[Collected data entries]
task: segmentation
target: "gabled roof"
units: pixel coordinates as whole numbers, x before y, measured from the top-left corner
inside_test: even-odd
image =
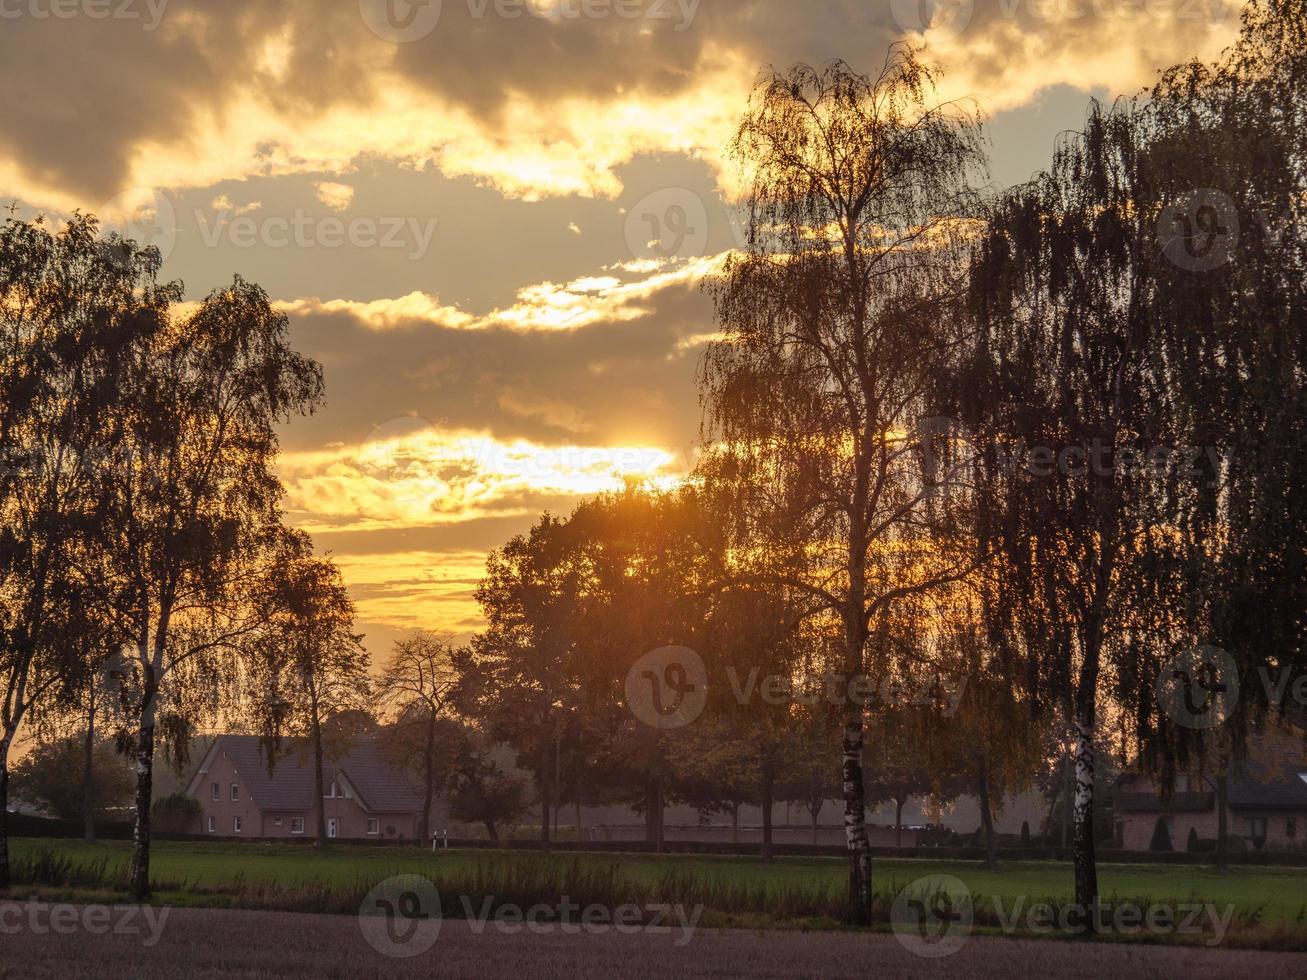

- _Problem description_
Leave out the pictures, then copy all the remaining text in the records exactly.

- _Finished exercise_
task: segmentation
target: "gabled roof"
units: pixel coordinates as whole numbers, x before y, measured from the top-left corner
inside_test: even-odd
image =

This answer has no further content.